:: PROBLEM TO SOLVE ::
Beginning at the line containing "Mark the innermost point of each instance of the bird's", output every line to the end of the data below exactly as it appears.

-- SUPPLIED INFORMATION start --

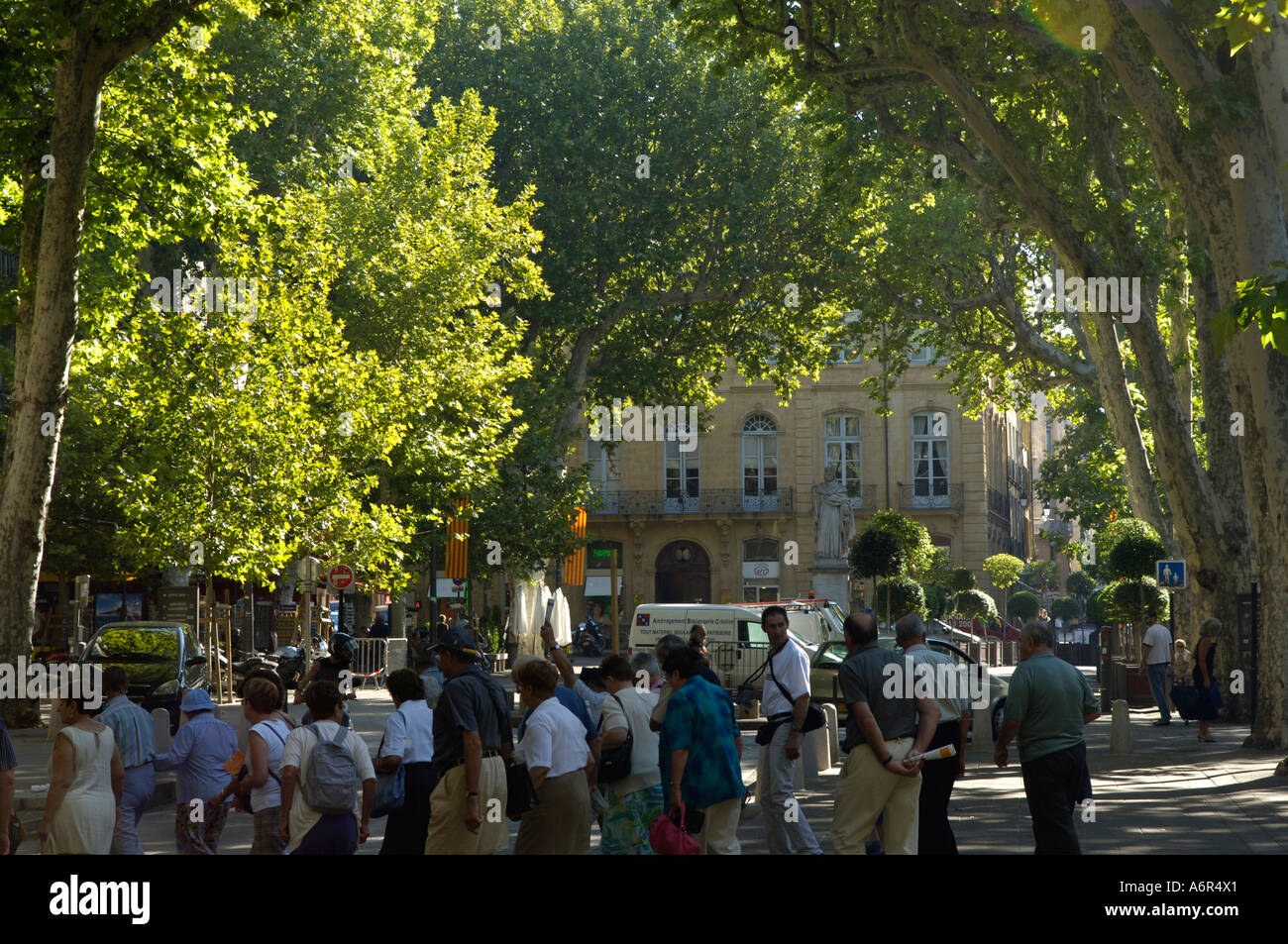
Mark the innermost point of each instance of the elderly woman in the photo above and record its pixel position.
(1205, 675)
(408, 742)
(201, 747)
(85, 785)
(269, 728)
(554, 750)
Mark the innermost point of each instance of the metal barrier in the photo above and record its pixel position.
(733, 662)
(369, 661)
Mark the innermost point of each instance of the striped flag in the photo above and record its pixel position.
(575, 566)
(458, 543)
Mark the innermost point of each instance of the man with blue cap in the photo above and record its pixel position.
(201, 747)
(472, 741)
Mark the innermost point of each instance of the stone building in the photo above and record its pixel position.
(733, 519)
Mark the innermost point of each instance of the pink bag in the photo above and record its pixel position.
(669, 839)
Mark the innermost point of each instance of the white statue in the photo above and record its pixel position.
(833, 518)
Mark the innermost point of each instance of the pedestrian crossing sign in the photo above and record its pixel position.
(1171, 575)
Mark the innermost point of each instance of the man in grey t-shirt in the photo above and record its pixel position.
(879, 734)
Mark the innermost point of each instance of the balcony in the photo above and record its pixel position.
(941, 498)
(708, 501)
(1056, 526)
(1000, 506)
(866, 500)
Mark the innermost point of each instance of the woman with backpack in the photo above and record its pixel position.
(261, 789)
(323, 765)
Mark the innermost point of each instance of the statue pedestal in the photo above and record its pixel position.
(831, 581)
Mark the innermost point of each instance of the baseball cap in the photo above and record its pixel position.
(458, 640)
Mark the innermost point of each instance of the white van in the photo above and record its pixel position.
(735, 640)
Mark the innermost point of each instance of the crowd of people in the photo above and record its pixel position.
(627, 745)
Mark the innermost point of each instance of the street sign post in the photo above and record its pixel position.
(340, 577)
(1170, 575)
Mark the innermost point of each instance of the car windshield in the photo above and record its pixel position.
(136, 644)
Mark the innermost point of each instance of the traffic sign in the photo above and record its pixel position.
(1171, 575)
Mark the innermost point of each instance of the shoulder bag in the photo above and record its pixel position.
(614, 764)
(814, 717)
(391, 787)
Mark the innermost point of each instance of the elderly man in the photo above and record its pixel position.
(132, 726)
(1157, 648)
(879, 736)
(934, 831)
(647, 662)
(1047, 704)
(472, 741)
(201, 747)
(785, 699)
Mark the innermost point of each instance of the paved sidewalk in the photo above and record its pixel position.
(1172, 796)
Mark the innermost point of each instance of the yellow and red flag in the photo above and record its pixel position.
(575, 566)
(458, 543)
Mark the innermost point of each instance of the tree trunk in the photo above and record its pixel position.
(44, 352)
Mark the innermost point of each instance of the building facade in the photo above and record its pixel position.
(734, 518)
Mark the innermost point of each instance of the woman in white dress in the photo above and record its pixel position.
(85, 781)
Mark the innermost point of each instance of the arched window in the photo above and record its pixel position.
(759, 464)
(842, 452)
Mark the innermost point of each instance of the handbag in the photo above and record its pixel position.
(669, 839)
(390, 787)
(520, 794)
(614, 764)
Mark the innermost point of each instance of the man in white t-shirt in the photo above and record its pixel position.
(784, 700)
(1157, 647)
(307, 831)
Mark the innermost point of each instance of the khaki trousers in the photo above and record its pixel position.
(719, 833)
(447, 832)
(866, 788)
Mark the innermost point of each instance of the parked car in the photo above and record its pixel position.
(825, 666)
(162, 661)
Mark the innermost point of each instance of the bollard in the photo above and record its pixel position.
(810, 759)
(833, 732)
(161, 729)
(1120, 730)
(233, 716)
(982, 728)
(820, 747)
(395, 656)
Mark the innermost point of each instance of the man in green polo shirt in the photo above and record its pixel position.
(1047, 704)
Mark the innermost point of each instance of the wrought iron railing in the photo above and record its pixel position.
(708, 501)
(930, 496)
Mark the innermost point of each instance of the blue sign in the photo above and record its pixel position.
(1171, 575)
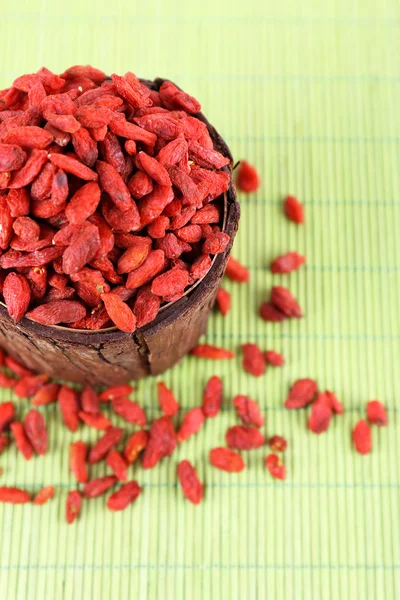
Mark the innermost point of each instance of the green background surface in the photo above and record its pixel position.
(310, 92)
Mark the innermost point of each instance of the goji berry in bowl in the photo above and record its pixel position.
(117, 217)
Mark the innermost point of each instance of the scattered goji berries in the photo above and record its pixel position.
(248, 179)
(376, 413)
(89, 160)
(191, 485)
(362, 437)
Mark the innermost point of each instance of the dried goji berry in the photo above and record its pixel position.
(301, 393)
(73, 506)
(291, 261)
(97, 421)
(294, 210)
(362, 437)
(167, 401)
(117, 464)
(14, 495)
(248, 179)
(191, 485)
(135, 445)
(130, 411)
(212, 397)
(226, 460)
(284, 300)
(68, 401)
(248, 411)
(162, 442)
(275, 466)
(253, 360)
(277, 443)
(35, 429)
(212, 352)
(241, 437)
(376, 413)
(127, 494)
(236, 271)
(274, 358)
(191, 424)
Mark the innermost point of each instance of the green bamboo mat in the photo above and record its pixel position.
(309, 92)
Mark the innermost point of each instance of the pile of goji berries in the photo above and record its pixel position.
(107, 193)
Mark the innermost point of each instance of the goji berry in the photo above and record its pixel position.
(35, 429)
(117, 464)
(14, 495)
(21, 440)
(212, 397)
(96, 421)
(167, 401)
(291, 261)
(127, 494)
(362, 437)
(111, 438)
(77, 461)
(275, 466)
(212, 352)
(44, 495)
(223, 300)
(130, 411)
(241, 437)
(191, 485)
(376, 413)
(294, 210)
(274, 358)
(226, 460)
(98, 487)
(253, 360)
(248, 179)
(162, 442)
(284, 300)
(191, 424)
(73, 506)
(248, 411)
(277, 443)
(301, 393)
(135, 445)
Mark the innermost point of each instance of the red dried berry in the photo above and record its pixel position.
(73, 506)
(124, 496)
(191, 485)
(226, 460)
(291, 261)
(362, 437)
(35, 429)
(294, 210)
(212, 397)
(284, 300)
(275, 466)
(44, 495)
(248, 411)
(248, 179)
(212, 352)
(191, 424)
(167, 401)
(253, 360)
(301, 393)
(277, 443)
(241, 437)
(274, 358)
(223, 300)
(376, 413)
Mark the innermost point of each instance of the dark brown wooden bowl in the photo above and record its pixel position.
(109, 357)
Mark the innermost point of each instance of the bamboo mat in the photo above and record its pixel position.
(310, 93)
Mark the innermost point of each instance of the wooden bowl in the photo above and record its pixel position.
(109, 357)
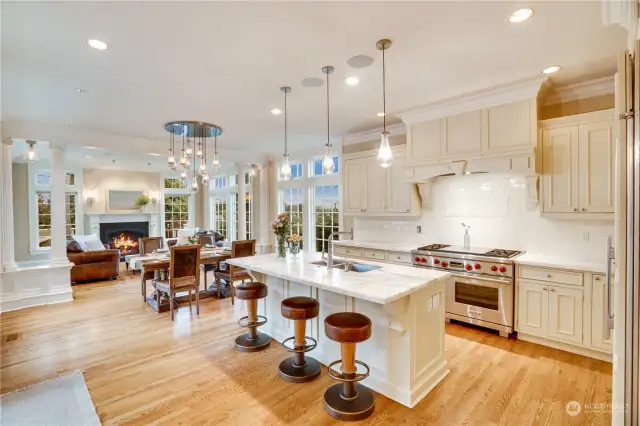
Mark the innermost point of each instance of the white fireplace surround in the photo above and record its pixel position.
(93, 221)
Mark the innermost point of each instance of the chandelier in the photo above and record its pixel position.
(194, 136)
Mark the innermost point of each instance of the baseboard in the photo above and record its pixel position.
(590, 353)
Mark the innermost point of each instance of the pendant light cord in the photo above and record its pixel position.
(384, 94)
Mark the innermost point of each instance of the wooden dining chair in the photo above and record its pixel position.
(230, 273)
(184, 275)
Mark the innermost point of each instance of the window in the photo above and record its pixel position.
(317, 166)
(219, 209)
(327, 214)
(176, 214)
(44, 217)
(292, 199)
(174, 183)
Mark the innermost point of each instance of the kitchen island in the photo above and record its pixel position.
(406, 306)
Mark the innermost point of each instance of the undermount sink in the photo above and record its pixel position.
(347, 266)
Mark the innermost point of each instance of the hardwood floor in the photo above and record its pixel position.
(142, 369)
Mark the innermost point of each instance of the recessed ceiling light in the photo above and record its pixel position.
(550, 70)
(520, 15)
(97, 44)
(352, 81)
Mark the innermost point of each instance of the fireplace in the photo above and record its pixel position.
(124, 235)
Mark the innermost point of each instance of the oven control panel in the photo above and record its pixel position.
(479, 267)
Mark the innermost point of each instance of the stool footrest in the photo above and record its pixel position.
(340, 376)
(305, 348)
(247, 323)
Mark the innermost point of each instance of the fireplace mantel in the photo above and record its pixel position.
(93, 221)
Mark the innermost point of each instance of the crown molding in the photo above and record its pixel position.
(373, 134)
(582, 90)
(486, 98)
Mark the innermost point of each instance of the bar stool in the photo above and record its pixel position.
(252, 341)
(348, 401)
(298, 368)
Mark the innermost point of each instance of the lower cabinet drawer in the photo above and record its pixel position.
(551, 275)
(373, 254)
(348, 251)
(399, 257)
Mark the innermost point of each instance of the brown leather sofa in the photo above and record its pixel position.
(92, 265)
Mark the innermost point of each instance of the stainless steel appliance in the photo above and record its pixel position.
(482, 289)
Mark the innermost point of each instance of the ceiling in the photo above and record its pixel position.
(224, 63)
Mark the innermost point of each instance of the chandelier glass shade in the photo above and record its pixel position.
(192, 133)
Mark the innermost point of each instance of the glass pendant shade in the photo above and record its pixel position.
(385, 156)
(327, 163)
(285, 169)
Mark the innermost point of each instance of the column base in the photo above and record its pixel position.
(359, 408)
(245, 344)
(290, 372)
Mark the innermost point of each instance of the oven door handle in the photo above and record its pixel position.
(467, 279)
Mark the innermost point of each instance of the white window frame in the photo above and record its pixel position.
(35, 188)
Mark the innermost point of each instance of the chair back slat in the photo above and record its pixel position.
(147, 245)
(243, 248)
(185, 263)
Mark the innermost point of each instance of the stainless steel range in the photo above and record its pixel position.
(482, 289)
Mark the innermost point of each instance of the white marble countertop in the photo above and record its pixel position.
(385, 285)
(533, 259)
(377, 245)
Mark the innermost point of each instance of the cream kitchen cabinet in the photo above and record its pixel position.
(578, 155)
(377, 191)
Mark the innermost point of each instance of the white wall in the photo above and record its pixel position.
(97, 182)
(495, 207)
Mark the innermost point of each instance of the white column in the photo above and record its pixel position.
(58, 209)
(7, 247)
(242, 206)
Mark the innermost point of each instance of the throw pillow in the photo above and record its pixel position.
(94, 245)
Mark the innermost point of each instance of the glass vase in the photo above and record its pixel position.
(280, 248)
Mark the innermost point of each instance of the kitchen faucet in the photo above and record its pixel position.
(330, 249)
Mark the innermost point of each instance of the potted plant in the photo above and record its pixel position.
(142, 202)
(294, 241)
(281, 227)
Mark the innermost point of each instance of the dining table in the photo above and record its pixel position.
(155, 266)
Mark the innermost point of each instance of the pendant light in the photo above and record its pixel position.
(216, 161)
(285, 169)
(385, 156)
(327, 163)
(31, 151)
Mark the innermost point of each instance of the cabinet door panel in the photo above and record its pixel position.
(560, 169)
(565, 314)
(598, 314)
(509, 127)
(425, 141)
(533, 302)
(376, 193)
(398, 190)
(463, 134)
(597, 159)
(355, 186)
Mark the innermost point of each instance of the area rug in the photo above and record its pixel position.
(63, 401)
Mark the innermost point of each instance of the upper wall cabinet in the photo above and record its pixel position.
(504, 129)
(578, 157)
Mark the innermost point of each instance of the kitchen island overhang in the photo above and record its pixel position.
(406, 306)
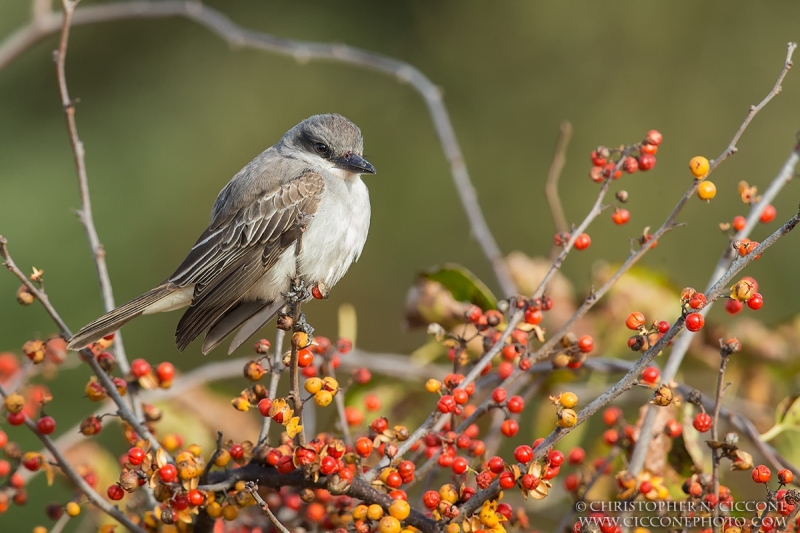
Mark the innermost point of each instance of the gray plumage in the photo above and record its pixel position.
(237, 271)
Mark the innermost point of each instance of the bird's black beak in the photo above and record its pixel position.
(355, 164)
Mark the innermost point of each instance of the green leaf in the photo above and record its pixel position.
(463, 285)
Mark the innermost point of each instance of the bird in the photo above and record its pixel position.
(238, 275)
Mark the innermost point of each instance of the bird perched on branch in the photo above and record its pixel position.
(239, 272)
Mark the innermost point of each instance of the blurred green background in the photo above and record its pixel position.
(168, 113)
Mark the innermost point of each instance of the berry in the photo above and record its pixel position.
(523, 453)
(699, 166)
(733, 306)
(761, 474)
(706, 190)
(695, 322)
(507, 480)
(583, 241)
(586, 343)
(139, 368)
(620, 216)
(46, 425)
(165, 372)
(654, 137)
(634, 321)
(168, 473)
(115, 492)
(755, 302)
(555, 458)
(516, 404)
(576, 456)
(702, 422)
(509, 427)
(646, 162)
(651, 375)
(768, 215)
(460, 465)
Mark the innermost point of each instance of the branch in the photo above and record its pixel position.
(237, 36)
(76, 478)
(551, 189)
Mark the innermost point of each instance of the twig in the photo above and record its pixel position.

-- SUPPLIED INFORMATION end --

:: EXERCISE RESPONSE ::
Mark the innermost point of each instance of the bird's black beak in the photo above and record its pixel position.
(355, 164)
Mark the innermost point of each instance of the green leaf in the photo above and record its pixel position.
(463, 285)
Mark the innermost point of each instance of the bird in the photo above and record its pixel position.
(238, 275)
Mark the innermost point of each instance of the bird perched on branch in the photo above and record its pixel position.
(239, 272)
Mark the innermost point of each instance of the blurred green background in the photo above and record its pixel position.
(168, 113)
Mark the innermost point of each instance of the berry in the photo above and record its pixel position.
(523, 453)
(699, 166)
(733, 306)
(761, 474)
(706, 190)
(695, 322)
(507, 480)
(583, 241)
(586, 343)
(139, 368)
(620, 216)
(46, 425)
(165, 372)
(654, 137)
(634, 321)
(168, 473)
(115, 492)
(755, 302)
(555, 458)
(516, 404)
(576, 456)
(702, 422)
(509, 427)
(646, 162)
(651, 375)
(768, 215)
(460, 465)
Mark the innermost point of each instance of the branch in the photo above and record its pixel position.
(237, 36)
(76, 478)
(551, 189)
Mark the innermost point of each instance of the twig in the photo above and record its pixel position.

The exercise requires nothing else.